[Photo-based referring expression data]
--- START ---

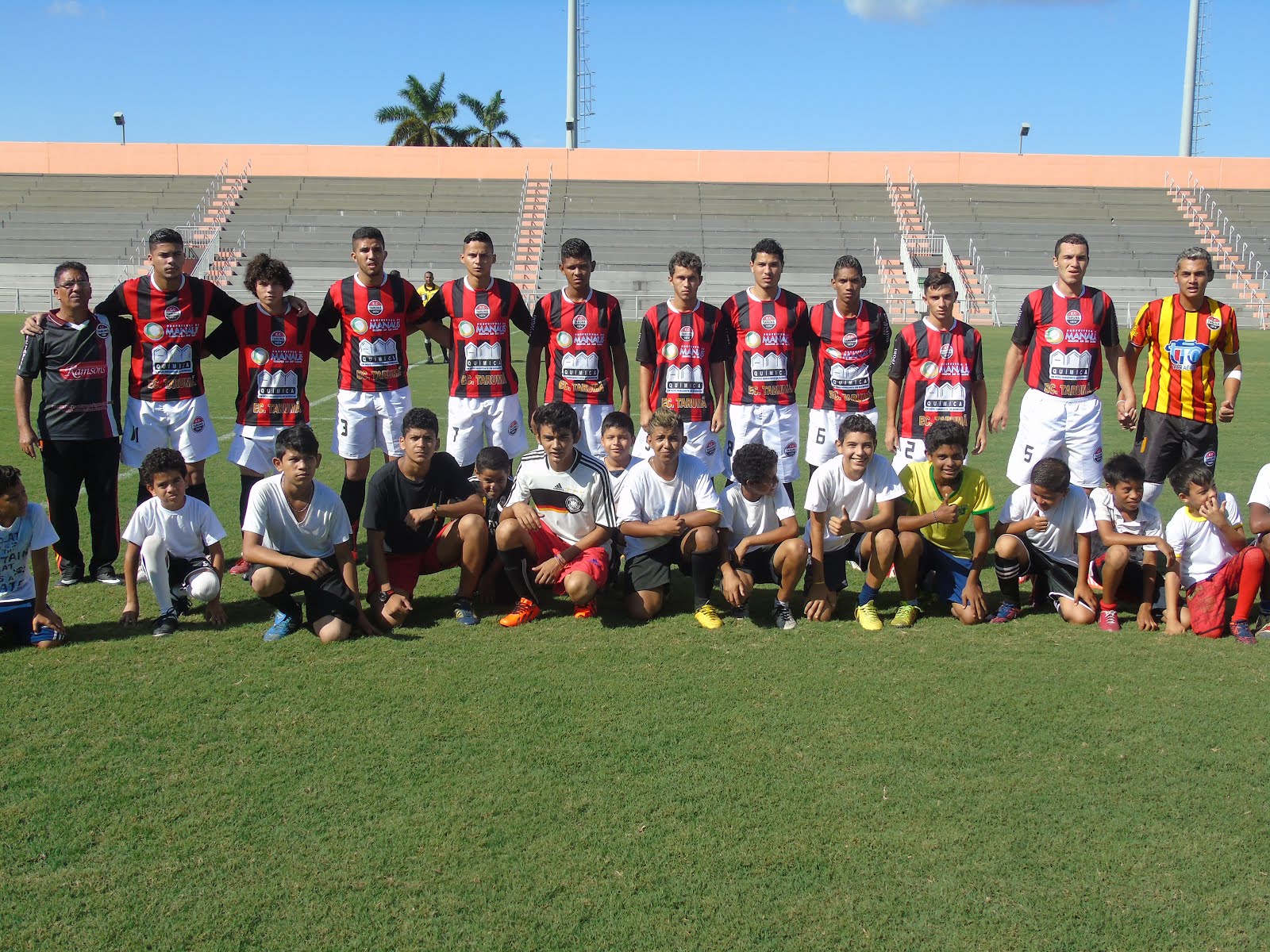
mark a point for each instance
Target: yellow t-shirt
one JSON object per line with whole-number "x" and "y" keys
{"x": 972, "y": 498}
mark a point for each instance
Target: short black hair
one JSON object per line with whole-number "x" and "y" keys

--- END ---

== Instructions for the task ==
Filter the lines above, keeping each one that contains the string "Target".

== Response area ==
Target: yellow t-shirt
Target: short black hair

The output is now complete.